Each line from the one holding "Target: no entry" through the final line of the data below is to be given again exactly, and no other line is to appear.

» **The records**:
■ ■ ■ ■ ■ ■ ■
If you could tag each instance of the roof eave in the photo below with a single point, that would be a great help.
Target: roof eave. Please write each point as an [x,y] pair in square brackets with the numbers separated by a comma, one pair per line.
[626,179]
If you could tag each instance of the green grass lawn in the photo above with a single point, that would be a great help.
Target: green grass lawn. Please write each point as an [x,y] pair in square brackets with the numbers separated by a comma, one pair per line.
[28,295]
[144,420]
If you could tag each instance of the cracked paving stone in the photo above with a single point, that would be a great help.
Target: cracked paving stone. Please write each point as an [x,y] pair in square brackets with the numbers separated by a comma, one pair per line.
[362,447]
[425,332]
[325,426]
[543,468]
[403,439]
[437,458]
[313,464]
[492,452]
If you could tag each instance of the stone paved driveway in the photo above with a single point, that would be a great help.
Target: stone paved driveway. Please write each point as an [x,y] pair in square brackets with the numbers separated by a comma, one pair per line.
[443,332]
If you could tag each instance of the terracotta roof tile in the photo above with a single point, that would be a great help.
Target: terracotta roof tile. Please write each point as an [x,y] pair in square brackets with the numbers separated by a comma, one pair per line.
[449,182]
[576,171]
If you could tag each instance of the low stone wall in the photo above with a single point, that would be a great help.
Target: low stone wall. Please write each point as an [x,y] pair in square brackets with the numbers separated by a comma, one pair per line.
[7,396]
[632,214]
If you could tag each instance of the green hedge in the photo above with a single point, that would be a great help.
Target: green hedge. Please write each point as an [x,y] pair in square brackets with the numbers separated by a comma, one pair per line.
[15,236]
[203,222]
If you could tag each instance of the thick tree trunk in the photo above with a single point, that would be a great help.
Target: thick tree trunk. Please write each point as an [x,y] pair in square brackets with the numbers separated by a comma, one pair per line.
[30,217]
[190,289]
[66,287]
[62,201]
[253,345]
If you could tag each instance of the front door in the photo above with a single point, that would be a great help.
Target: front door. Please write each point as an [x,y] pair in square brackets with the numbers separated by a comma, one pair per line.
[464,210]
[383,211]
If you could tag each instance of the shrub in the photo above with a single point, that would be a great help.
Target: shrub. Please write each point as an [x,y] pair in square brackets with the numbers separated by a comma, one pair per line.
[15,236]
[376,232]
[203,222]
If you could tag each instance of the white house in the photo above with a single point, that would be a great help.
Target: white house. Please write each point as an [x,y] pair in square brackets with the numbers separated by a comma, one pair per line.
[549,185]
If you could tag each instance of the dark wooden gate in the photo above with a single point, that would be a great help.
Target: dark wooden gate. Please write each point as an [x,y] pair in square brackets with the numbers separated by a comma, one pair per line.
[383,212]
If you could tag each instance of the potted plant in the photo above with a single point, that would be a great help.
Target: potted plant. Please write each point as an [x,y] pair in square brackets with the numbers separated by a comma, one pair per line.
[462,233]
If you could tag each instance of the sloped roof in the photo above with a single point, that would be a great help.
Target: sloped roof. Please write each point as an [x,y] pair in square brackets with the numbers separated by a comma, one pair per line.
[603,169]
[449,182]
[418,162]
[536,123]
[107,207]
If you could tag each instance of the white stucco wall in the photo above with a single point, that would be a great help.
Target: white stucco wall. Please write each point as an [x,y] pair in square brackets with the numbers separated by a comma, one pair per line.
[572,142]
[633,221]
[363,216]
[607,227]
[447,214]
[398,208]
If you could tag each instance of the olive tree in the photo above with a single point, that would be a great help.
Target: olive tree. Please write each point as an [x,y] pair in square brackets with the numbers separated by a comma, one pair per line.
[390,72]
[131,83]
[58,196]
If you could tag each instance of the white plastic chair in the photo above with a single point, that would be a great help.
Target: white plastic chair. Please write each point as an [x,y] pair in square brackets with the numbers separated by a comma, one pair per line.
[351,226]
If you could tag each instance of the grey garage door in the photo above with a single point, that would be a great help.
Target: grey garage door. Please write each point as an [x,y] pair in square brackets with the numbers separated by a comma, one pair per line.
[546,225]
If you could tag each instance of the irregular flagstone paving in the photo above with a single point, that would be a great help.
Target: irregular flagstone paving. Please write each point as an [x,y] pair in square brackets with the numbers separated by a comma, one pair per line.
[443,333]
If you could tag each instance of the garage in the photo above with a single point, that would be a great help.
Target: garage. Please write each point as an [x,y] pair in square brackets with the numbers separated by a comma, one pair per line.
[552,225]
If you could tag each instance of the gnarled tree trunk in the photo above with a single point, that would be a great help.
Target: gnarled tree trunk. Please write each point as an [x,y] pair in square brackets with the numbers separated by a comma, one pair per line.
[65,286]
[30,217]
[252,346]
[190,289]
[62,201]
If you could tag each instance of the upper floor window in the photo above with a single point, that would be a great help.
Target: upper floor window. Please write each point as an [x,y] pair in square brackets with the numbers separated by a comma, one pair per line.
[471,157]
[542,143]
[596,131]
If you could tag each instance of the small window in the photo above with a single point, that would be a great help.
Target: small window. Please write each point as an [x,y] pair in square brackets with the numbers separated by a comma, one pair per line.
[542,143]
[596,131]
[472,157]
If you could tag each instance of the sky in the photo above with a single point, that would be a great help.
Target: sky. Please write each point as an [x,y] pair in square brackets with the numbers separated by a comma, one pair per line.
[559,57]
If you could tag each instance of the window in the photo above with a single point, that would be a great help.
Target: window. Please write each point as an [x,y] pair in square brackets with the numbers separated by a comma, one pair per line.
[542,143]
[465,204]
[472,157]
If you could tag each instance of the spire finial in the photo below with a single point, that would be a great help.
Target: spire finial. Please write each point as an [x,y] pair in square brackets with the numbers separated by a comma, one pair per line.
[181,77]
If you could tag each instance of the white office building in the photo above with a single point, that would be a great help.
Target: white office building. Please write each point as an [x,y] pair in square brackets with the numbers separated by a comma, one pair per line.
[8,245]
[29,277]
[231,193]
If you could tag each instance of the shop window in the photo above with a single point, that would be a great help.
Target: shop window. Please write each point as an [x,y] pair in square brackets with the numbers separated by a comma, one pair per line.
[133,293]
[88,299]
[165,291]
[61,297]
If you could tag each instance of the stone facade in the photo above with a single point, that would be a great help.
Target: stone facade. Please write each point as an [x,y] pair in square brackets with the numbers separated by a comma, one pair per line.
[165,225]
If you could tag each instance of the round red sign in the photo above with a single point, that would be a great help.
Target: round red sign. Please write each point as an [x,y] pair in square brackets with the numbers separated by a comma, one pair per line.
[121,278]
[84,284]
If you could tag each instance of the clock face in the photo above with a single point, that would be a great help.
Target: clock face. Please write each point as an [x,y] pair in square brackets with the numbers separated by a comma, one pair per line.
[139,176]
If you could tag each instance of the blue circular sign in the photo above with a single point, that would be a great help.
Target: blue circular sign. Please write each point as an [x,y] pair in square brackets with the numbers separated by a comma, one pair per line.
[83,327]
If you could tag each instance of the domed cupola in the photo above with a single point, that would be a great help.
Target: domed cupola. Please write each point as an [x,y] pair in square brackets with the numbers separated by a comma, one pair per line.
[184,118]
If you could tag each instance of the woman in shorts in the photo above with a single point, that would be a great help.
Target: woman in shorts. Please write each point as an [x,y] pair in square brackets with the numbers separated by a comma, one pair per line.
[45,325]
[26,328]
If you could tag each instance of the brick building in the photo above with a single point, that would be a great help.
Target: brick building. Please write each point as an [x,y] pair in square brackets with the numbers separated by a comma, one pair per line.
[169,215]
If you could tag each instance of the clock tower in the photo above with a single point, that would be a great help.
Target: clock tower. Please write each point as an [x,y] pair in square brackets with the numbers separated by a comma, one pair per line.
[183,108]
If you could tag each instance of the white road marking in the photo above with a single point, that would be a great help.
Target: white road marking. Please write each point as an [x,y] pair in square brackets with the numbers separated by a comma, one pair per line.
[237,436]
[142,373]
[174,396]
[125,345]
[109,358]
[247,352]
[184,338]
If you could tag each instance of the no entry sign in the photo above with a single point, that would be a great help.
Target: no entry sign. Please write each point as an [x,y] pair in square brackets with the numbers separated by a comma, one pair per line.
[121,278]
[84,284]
■ ■ ■ ■ ■ ■ ■
» **Response for this exercise**:
Target: no entry sign. Please write each point as an [x,y] pair in square brackets with the numbers separated by a comma, one pair per line.
[121,278]
[84,284]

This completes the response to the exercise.